• **Directions**:
• A. Decide whether each statement, (i) to (iii), agrees with the vagus nerve article below. Answer yes or no for each, and quote the words from the article that settle it. (i) The trial lasted a year and included 493 adults. (ii) Nick Fournie had been married for five years when his depression began. (iii) Nick Fournie now lives in Illinois.
• B. Carry the vagus nerve article forward, starting right after its final sentence.

• **Document extract**:
Vagus nerve stimulation may relieve treatment-resistant depression, study finds
CTV
A yearlong trial of 493 adults, with an average age of 53, found vagus nerve stimulation therapy led to improvement in participants' depressive symptoms, ability to complete daily tasks and quality of life.
Nick Fournie was 24 years old when severe depression upended his life.
Fournie had been married to his longtime sweetheart for two years, and had no reason to suspect he had any mental health issues.
“I just thought to myself, ‘If this is it, if this is all there is to life — if it ended now, I’d be OK with it,’” Nick, now 62 and based in Illinois, said of that fateful day outdoors nearly 40 years ago.
But one day as he was mowing the lawn, his perspective on life abruptly flipped from light to dark. The shift would set him and his wife, Mary, on a tumultuous, yearslong journey of fighting for his well-being and another chance at a happy life together — until they learned of an alternative, obscure treatment that would change everything.

• **Listed entries**:
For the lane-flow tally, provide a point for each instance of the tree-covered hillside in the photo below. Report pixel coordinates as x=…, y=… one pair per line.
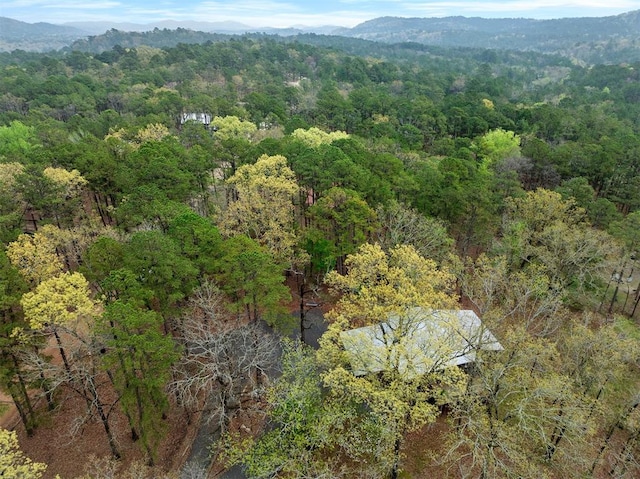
x=168, y=215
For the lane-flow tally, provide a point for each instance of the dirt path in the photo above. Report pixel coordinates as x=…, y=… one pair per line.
x=10, y=418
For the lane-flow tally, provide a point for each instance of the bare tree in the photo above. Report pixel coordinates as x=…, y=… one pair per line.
x=224, y=368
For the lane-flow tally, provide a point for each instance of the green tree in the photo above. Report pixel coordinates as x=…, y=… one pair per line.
x=263, y=208
x=139, y=359
x=344, y=219
x=13, y=463
x=253, y=280
x=408, y=384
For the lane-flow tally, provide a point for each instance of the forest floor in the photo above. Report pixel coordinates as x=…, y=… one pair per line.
x=69, y=454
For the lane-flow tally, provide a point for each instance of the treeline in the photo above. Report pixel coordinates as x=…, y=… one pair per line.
x=144, y=249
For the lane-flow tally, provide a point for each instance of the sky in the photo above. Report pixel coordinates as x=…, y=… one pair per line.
x=287, y=13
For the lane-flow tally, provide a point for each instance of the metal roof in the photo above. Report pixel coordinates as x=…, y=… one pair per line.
x=418, y=341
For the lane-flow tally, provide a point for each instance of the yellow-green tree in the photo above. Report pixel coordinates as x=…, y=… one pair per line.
x=58, y=303
x=400, y=289
x=544, y=229
x=232, y=127
x=35, y=257
x=315, y=137
x=13, y=463
x=264, y=208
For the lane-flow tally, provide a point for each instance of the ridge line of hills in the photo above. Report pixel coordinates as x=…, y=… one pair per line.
x=592, y=40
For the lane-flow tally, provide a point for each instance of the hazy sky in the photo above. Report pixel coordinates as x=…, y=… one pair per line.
x=283, y=13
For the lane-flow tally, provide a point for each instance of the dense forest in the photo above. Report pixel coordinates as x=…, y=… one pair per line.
x=173, y=218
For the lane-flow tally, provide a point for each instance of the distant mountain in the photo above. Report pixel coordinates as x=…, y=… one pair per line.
x=578, y=37
x=35, y=36
x=97, y=28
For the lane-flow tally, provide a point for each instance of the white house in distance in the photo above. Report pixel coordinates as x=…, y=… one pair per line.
x=419, y=342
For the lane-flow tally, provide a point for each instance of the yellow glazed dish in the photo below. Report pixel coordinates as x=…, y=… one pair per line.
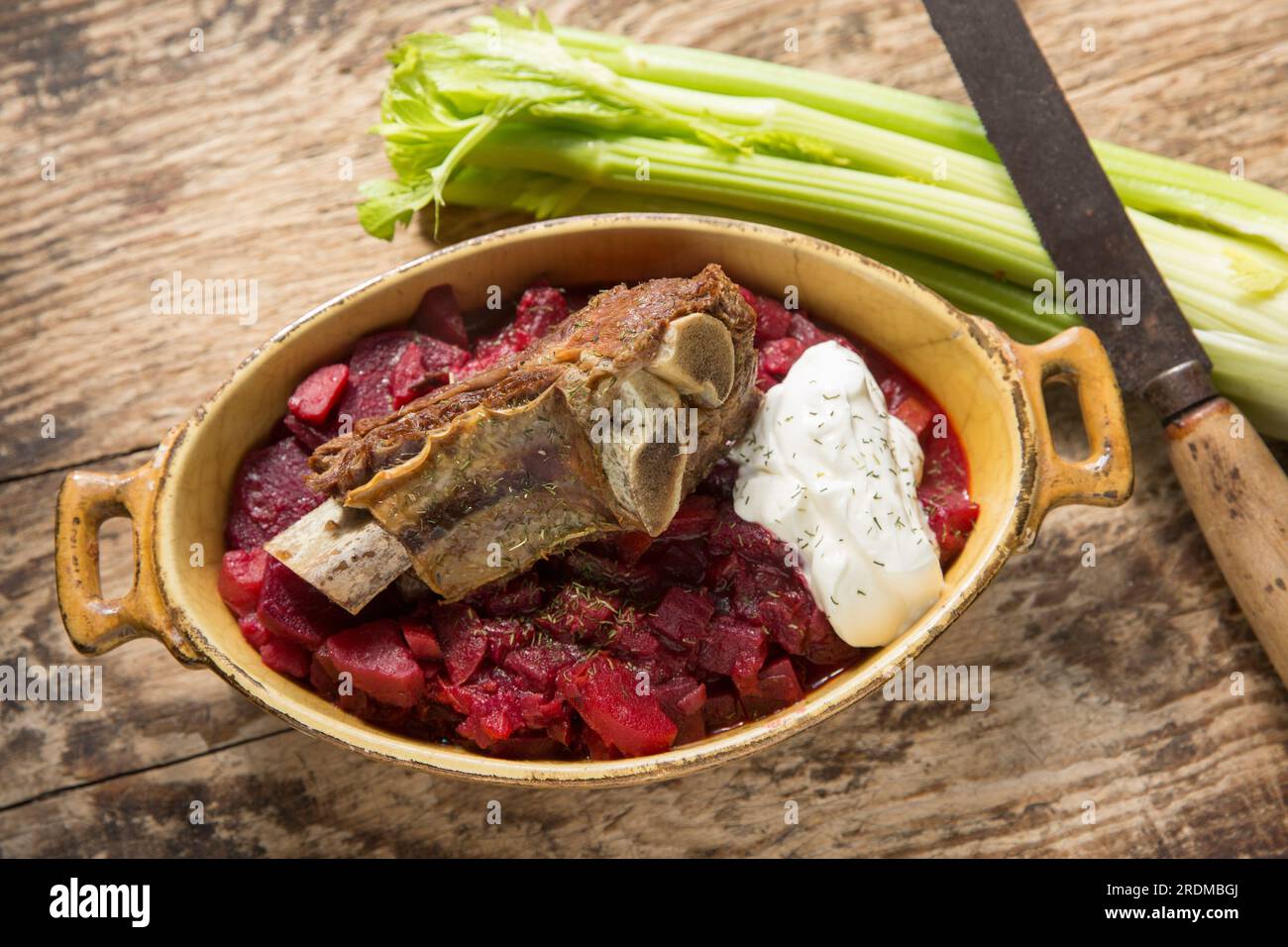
x=990, y=385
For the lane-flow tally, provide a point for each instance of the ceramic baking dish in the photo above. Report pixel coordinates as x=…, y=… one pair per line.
x=990, y=385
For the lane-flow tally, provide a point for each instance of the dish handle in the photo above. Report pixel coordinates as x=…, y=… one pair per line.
x=1106, y=475
x=94, y=624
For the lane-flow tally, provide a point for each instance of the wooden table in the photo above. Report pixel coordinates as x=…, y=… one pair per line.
x=1111, y=684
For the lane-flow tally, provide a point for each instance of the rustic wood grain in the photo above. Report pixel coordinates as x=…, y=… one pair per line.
x=1109, y=684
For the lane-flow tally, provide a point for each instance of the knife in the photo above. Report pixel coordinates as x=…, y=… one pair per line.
x=1236, y=489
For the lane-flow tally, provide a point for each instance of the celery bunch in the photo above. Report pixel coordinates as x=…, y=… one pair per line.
x=518, y=115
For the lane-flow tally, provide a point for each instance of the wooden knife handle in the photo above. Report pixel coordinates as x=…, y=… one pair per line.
x=1239, y=496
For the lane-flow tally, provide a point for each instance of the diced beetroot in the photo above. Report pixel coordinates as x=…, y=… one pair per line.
x=317, y=394
x=683, y=699
x=439, y=316
x=721, y=479
x=631, y=545
x=632, y=637
x=597, y=748
x=580, y=613
x=694, y=519
x=734, y=648
x=787, y=616
x=490, y=352
x=241, y=579
x=269, y=493
x=952, y=522
x=518, y=595
x=778, y=356
x=370, y=368
x=420, y=639
x=286, y=657
x=823, y=646
x=540, y=308
x=408, y=380
x=772, y=318
x=439, y=357
x=597, y=570
x=378, y=660
x=683, y=615
x=914, y=412
x=253, y=630
x=309, y=437
x=722, y=709
x=294, y=609
x=539, y=664
x=732, y=534
x=460, y=633
x=423, y=367
x=778, y=684
x=604, y=692
x=503, y=635
x=684, y=561
x=492, y=707
x=943, y=495
x=805, y=331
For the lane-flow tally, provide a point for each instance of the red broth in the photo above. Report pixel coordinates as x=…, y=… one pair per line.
x=622, y=647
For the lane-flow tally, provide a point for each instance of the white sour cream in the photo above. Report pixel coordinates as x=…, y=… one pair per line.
x=831, y=474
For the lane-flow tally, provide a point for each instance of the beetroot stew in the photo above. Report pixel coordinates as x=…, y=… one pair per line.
x=621, y=647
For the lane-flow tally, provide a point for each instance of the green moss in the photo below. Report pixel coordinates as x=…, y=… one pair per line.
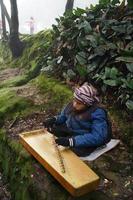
x=15, y=81
x=56, y=93
x=124, y=124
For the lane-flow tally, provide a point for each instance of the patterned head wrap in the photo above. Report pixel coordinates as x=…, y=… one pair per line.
x=87, y=94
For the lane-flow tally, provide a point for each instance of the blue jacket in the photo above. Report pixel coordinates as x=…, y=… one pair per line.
x=90, y=129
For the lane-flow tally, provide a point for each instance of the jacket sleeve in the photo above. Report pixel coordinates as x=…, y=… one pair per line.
x=61, y=118
x=98, y=134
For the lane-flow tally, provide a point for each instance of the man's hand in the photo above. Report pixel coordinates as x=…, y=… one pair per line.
x=49, y=122
x=66, y=142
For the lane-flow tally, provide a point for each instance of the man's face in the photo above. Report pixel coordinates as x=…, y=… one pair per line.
x=78, y=105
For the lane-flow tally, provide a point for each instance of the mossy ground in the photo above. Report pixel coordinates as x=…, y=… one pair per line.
x=16, y=164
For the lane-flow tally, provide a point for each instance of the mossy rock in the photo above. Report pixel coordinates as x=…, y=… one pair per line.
x=10, y=103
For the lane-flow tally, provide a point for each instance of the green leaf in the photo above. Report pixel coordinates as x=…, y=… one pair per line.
x=80, y=59
x=111, y=82
x=86, y=25
x=130, y=67
x=125, y=59
x=78, y=12
x=107, y=72
x=91, y=67
x=129, y=104
x=113, y=73
x=130, y=3
x=81, y=70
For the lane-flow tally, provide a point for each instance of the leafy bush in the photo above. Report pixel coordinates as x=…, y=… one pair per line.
x=96, y=44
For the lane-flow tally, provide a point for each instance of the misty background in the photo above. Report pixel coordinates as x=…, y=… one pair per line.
x=44, y=12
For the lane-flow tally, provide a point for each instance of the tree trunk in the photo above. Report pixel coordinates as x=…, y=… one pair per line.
x=3, y=8
x=69, y=5
x=16, y=45
x=4, y=35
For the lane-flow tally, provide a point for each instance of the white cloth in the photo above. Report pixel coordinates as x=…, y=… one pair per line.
x=101, y=150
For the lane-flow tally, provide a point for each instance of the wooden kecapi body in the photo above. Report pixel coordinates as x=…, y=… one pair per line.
x=78, y=178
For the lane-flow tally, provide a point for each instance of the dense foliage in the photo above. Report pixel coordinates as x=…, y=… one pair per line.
x=97, y=44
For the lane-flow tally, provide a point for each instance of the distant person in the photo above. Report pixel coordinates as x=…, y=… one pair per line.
x=0, y=28
x=82, y=125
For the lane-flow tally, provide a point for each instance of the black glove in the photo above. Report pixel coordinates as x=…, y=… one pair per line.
x=49, y=122
x=61, y=131
x=65, y=141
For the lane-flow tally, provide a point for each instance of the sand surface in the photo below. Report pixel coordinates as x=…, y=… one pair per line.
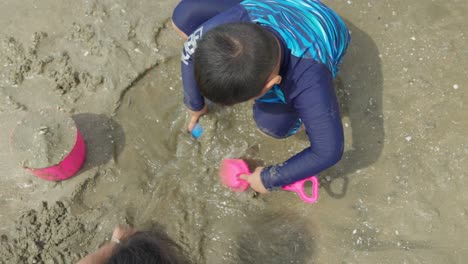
x=43, y=139
x=397, y=196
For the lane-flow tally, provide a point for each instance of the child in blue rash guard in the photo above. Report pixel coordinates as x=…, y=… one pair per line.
x=284, y=55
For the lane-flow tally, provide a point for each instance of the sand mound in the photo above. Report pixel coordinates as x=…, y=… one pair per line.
x=48, y=235
x=43, y=139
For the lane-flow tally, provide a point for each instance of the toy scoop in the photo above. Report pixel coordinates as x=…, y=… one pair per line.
x=231, y=169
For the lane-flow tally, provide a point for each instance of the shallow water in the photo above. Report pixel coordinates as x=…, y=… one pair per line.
x=397, y=196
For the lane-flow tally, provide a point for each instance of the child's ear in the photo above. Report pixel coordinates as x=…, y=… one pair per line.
x=275, y=80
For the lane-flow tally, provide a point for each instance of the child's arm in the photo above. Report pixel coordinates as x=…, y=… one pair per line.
x=318, y=109
x=103, y=254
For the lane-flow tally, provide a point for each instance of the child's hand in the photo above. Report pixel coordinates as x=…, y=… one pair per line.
x=195, y=115
x=122, y=233
x=255, y=181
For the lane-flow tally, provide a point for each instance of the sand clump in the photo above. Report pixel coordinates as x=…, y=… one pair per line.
x=48, y=235
x=43, y=139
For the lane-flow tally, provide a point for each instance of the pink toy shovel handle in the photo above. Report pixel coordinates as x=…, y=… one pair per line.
x=298, y=187
x=230, y=171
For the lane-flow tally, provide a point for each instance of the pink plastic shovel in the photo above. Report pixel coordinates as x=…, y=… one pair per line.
x=68, y=167
x=231, y=169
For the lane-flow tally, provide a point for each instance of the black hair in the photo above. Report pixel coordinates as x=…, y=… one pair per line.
x=233, y=61
x=147, y=248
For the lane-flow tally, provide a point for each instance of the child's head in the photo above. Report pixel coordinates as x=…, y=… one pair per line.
x=147, y=248
x=236, y=62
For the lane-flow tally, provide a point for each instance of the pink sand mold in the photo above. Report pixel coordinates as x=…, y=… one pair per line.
x=231, y=169
x=68, y=167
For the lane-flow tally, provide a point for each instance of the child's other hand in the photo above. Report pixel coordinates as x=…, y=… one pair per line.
x=255, y=181
x=195, y=115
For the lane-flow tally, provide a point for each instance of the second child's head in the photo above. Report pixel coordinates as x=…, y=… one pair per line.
x=147, y=248
x=236, y=62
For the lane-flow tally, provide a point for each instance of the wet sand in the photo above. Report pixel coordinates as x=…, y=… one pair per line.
x=397, y=196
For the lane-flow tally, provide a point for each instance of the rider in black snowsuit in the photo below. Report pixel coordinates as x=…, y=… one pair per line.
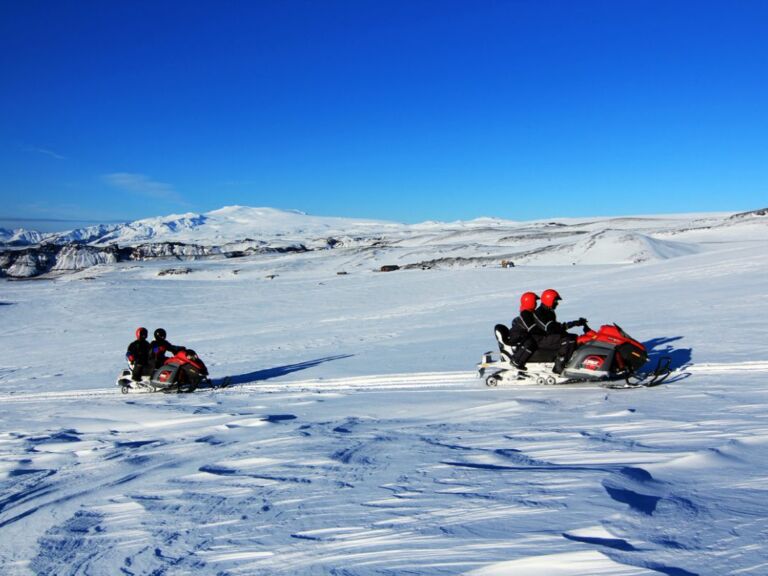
x=138, y=355
x=159, y=347
x=556, y=337
x=525, y=331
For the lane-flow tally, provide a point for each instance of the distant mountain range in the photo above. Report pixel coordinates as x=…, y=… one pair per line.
x=237, y=231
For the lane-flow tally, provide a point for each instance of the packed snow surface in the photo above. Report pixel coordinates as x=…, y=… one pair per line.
x=355, y=437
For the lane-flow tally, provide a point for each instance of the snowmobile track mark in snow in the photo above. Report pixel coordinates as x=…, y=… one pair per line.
x=414, y=380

• **Answers to the exercise**:
• A.
(i) Yes: "A yearlong trial of 493 adults"
(ii) No: "Fournie had been married to his longtime sweetheart for two years"
(iii) Yes: "now 62 and based in Illinois"

• B.
Over the next decade, Nick worked with a psychiatrist to find a medication that would alleviate his depression. Not only did the 10 or so drugs he tried fail to improve his condition — they also caused “terrible reactions,” Mary said, especially when he was prescribed more than one drug at once.
Nick has always been sensitive to medications, but he likened the side effects he experienced to “psychotic episodes.” Although he believed the psychiatrist was doing his best, “some of (the drugs) really sent me way out of my mind,” he said.
On some days he wasn’t functioning, and even experienced paranoia that kept him from leaving the house, Mary said.